* What the exercise asks *
Copy out the rows below word for word, leaving out the pictures.

* Task inputs *

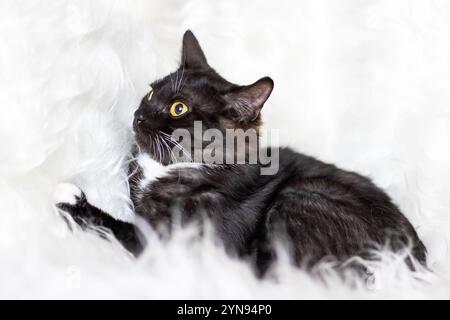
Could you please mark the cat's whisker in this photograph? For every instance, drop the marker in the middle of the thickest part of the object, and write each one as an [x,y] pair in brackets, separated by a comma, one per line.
[172,140]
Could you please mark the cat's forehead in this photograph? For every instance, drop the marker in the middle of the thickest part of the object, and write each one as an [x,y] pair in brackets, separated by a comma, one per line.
[188,82]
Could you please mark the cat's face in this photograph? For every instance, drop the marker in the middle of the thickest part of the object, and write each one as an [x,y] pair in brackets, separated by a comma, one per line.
[195,92]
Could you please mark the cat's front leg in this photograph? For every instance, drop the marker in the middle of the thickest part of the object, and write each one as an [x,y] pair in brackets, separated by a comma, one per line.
[73,205]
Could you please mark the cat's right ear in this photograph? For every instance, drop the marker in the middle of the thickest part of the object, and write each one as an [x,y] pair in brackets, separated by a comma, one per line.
[246,102]
[192,56]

* Exercise result *
Could you please mark the cat's whisker in this photograph? For every instance, drop the marker in the middle of the thickest part of the object, and write each one as an [x,y] pair in brackets, separated by a comma, one per line.
[172,140]
Could you please mark the cat's forehead in this photograph? For every instance, drop the marker in the middle of the thickest part of the object, and write each one as an [x,y] pair in brackets, separated by a comma, one per line.
[188,82]
Could you please mark the cat's face in this photograph? For every instance, drop the marker in the middle of the thickest part of the object, and write each one as an [x,y] pair in brackets, separated by a comma, one per line.
[195,92]
Could you please mark the cat's front leg in this photograph? For every instance, drop the marker in the middle of the thickest part of the object, and write each one as an [x,y] pair in brackets, separated by a comma, one per line.
[73,205]
Could you please mark the cat's right ear in this photograph? For every instance, drop the marker in the middle of the thickest part of the object, and write each one as an [x,y] pair in brackets, separated by a comma, one per line.
[246,102]
[192,56]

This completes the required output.